- **Short exercise**: Write out the whole of the material exactly.

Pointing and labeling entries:
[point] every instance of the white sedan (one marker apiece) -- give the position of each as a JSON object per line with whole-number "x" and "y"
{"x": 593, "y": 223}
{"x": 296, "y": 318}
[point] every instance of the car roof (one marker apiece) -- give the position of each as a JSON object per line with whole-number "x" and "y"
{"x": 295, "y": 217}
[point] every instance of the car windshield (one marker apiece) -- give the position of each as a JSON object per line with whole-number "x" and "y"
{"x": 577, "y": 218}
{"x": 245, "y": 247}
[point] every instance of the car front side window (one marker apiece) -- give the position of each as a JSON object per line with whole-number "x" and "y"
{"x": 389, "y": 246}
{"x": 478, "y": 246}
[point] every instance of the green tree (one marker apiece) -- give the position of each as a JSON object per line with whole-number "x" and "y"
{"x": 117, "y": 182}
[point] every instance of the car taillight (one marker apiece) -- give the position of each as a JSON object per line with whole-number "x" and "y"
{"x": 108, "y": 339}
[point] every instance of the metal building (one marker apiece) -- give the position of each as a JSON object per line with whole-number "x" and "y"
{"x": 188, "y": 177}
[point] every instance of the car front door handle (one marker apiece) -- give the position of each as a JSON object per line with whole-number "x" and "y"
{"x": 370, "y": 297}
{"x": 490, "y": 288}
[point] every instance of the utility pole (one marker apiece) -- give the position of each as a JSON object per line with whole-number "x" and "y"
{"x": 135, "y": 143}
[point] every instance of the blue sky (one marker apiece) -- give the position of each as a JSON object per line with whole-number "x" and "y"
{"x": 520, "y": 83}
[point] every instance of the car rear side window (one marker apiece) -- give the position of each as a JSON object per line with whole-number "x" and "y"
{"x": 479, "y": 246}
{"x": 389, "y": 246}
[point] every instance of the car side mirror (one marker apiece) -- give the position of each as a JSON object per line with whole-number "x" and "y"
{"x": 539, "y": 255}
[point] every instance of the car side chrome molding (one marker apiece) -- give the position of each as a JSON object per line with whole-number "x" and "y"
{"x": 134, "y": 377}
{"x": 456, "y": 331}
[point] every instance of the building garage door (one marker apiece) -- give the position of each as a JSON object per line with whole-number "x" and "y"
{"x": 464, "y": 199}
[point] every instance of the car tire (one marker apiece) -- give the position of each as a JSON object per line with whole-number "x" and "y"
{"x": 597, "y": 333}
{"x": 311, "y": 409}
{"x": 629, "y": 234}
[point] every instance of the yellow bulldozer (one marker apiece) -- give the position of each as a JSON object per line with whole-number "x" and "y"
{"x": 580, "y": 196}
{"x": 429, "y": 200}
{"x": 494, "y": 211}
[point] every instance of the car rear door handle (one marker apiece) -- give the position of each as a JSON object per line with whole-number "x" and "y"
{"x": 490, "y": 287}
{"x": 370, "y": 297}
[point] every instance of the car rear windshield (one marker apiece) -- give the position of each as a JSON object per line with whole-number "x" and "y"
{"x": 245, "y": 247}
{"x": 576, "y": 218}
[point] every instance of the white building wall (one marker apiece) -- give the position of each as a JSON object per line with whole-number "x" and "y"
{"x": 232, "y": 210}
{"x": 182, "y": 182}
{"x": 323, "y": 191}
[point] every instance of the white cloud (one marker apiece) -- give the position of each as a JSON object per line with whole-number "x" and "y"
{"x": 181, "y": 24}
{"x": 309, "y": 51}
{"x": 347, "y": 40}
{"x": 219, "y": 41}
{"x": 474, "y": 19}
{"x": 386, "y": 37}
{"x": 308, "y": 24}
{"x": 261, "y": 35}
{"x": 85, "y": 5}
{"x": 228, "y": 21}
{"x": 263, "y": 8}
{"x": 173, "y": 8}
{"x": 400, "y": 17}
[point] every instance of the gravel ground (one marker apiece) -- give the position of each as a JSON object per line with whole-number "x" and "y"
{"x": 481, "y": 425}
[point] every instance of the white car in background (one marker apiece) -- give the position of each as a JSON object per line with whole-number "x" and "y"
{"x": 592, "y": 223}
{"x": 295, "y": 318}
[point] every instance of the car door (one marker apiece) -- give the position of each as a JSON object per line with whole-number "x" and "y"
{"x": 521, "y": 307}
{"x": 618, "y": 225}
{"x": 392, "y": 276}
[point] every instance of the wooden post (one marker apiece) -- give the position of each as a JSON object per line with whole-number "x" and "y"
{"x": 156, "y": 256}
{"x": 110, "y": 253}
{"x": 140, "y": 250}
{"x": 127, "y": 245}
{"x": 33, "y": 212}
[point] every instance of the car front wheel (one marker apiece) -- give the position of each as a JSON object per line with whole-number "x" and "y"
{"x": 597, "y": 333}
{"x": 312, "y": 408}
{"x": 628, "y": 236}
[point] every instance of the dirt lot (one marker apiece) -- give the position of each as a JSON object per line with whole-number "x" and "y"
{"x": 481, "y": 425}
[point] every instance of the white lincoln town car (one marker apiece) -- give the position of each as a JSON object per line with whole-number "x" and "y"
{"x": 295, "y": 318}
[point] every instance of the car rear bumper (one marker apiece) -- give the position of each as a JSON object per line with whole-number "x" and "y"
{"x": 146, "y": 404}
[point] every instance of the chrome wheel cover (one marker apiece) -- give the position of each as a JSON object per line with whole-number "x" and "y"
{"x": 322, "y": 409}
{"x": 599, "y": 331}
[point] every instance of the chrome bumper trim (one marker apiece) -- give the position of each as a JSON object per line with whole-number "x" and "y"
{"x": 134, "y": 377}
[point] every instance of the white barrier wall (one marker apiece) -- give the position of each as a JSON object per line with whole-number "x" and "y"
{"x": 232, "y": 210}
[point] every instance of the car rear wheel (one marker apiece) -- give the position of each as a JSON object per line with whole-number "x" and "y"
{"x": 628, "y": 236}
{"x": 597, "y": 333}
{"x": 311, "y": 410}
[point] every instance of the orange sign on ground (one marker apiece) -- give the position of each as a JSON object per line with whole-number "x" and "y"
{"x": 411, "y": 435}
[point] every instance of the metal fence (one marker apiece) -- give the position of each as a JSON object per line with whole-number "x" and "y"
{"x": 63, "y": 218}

- **Result of the task**:
[point] every instance of the white sedan (one marker apiece) -- give the position of each as a JSON object per line with whole-number "x" and "y"
{"x": 593, "y": 223}
{"x": 296, "y": 318}
[point] every instance of the car roof (one marker apiece) -- give the position of each as a JSON object per line with whole-number "x" and "y"
{"x": 295, "y": 217}
[point] every instance of the car windshield (one marker apiece) -- give the position of each as a JSON object per line with whole-number "x" and "y"
{"x": 577, "y": 218}
{"x": 245, "y": 247}
[point] every instance of the car front side window (one marker apiece) -- give the position of each as a JSON object per line with whole-number "x" and "y"
{"x": 389, "y": 246}
{"x": 478, "y": 246}
[point] every instance of the green tree (one marker apiece) -- give the position of each as a JSON object per line with whole-number "x" and "y"
{"x": 117, "y": 182}
[point] every instance of the car taillight (one marker apiece) -- give the position of each as a JSON object per line with whole-number "x" and "y"
{"x": 108, "y": 339}
[point] every instance of the metal building (one marker apiece) -- give the position of each as a JSON object per line with whole-number "x" and "y"
{"x": 188, "y": 177}
[point] every instance of the car front door handle (one marker apiece) -- give the position of each as a JSON object per line with whole-number "x" and "y"
{"x": 370, "y": 297}
{"x": 490, "y": 288}
[point] every instance of the utility pole (one marker apiece) -- give the position of each as a JSON object per line with whole-number "x" and "y"
{"x": 135, "y": 143}
[point] every instance of the blue sky (one marker apiece) -- give the position of each as a JSON object per line with whole-number "x" and "y"
{"x": 520, "y": 83}
[point] every instance of the car rear side window (one marker apiece) -- give the position of each as a JSON object per line with whole-number "x" and "y"
{"x": 479, "y": 246}
{"x": 389, "y": 246}
[point] every instance of the car side mirror (one marker apiece) -- give the position of each as a JSON object per line with whole-number "x" and "y"
{"x": 539, "y": 255}
[point] every instance of the car side chrome molding (one marker apiece) -- give the position of each as a JSON object per line with whole-number "x" and "y"
{"x": 134, "y": 377}
{"x": 456, "y": 331}
[point] every instance of the building garage door (one marker apiece) -- give the position of each as a JSON object per line with whole-number "x" and "y"
{"x": 464, "y": 199}
[point] every instance of the car tire (one marker apiece) -- give the position of each as a JSON object per line with whole-number "x" and "y"
{"x": 597, "y": 333}
{"x": 311, "y": 409}
{"x": 629, "y": 234}
[point] every instance of the yellow bulldozer (one marker apiece) -- give the position of each as a JSON object per line with whole-number "x" and "y"
{"x": 580, "y": 196}
{"x": 429, "y": 200}
{"x": 494, "y": 211}
[point] every instance of the car rear door handle (one marker apiece) -- give the position of each as a JSON object per line with whole-number "x" and "y"
{"x": 490, "y": 287}
{"x": 370, "y": 297}
[point] every instance of the car rear windshield (one marker apiece) -- give the position of each as a JSON object per line with whole-number "x" and "y"
{"x": 245, "y": 247}
{"x": 576, "y": 218}
[point] every instance of the white building wall (one marker apiece) -- give the position of each as a JSON object per line with whole-number "x" and "y"
{"x": 232, "y": 210}
{"x": 182, "y": 182}
{"x": 323, "y": 191}
[point] every instance of the white cloud (one marker apiece) -- give the position of each as a JSON object per line with whole-number "x" and "y"
{"x": 181, "y": 24}
{"x": 309, "y": 51}
{"x": 347, "y": 40}
{"x": 219, "y": 41}
{"x": 474, "y": 19}
{"x": 386, "y": 37}
{"x": 308, "y": 24}
{"x": 261, "y": 35}
{"x": 85, "y": 5}
{"x": 228, "y": 21}
{"x": 263, "y": 8}
{"x": 173, "y": 8}
{"x": 400, "y": 17}
[point] every instance of the gravel ground (one marker apiece) -- give the position of each as a JSON object per line with whole-number "x" and "y"
{"x": 481, "y": 425}
[point] every instance of the white car in background (one marker apiece) -- give the position of each as a JSON object per line with whole-number "x" and "y"
{"x": 592, "y": 223}
{"x": 295, "y": 318}
[point] every instance of the car door (one marker apiece) -- give the position of each as a JSON object per line with whole-number "x" and "y"
{"x": 521, "y": 307}
{"x": 618, "y": 225}
{"x": 392, "y": 276}
[point] every instance of the wooden post (one marker apiece) -- give the position of each as a JSON object per line with whole-number "x" and "y"
{"x": 156, "y": 256}
{"x": 110, "y": 253}
{"x": 140, "y": 250}
{"x": 127, "y": 245}
{"x": 33, "y": 212}
[point] every instance of the car front wheel (one marker apiece) -- give the position of each as a JSON object per line with whole-number "x" and "y"
{"x": 597, "y": 333}
{"x": 312, "y": 408}
{"x": 628, "y": 236}
[point] every instance of the dirt lot (one marker apiece) -- give the position of each as a JSON object per line with whole-number "x" and "y"
{"x": 481, "y": 425}
[point] every instance of the white lincoln town car (one marker apiece) -- give the position of each as a JSON object per line with whole-number "x" and "y"
{"x": 295, "y": 318}
[point] every instance of the car rear bumper (one marker apiece) -- give the position of each as a JSON object per line with whole-number "x" and "y"
{"x": 146, "y": 404}
[point] every instance of the chrome wheel cover (one marker apiece) -- give the position of each as a JSON object per line with whole-number "x" and "y"
{"x": 322, "y": 409}
{"x": 599, "y": 331}
[point] every instance of the chrome bumper trim (one marker apiece) -- give the position of each as a JSON object per line with whole-number "x" and "y"
{"x": 134, "y": 377}
[point] every instance of the white barrier wall (one marker apiece) -- give the position of each as a JSON object per line with whole-number "x" and "y"
{"x": 232, "y": 210}
[point] every instance of the car rear wheel (one marker apiece) -- give the position of each as a JSON object per line with whole-number "x" and "y"
{"x": 628, "y": 236}
{"x": 597, "y": 333}
{"x": 311, "y": 410}
[point] every instance of the orange sign on ground (one marker apiece) -- give the position of each as a JSON object per line with whole-number "x" and "y"
{"x": 411, "y": 435}
[point] every instance of the metal fence (one marker apiece) -- give the position of each as a JSON object per line with whole-number "x" and "y"
{"x": 63, "y": 218}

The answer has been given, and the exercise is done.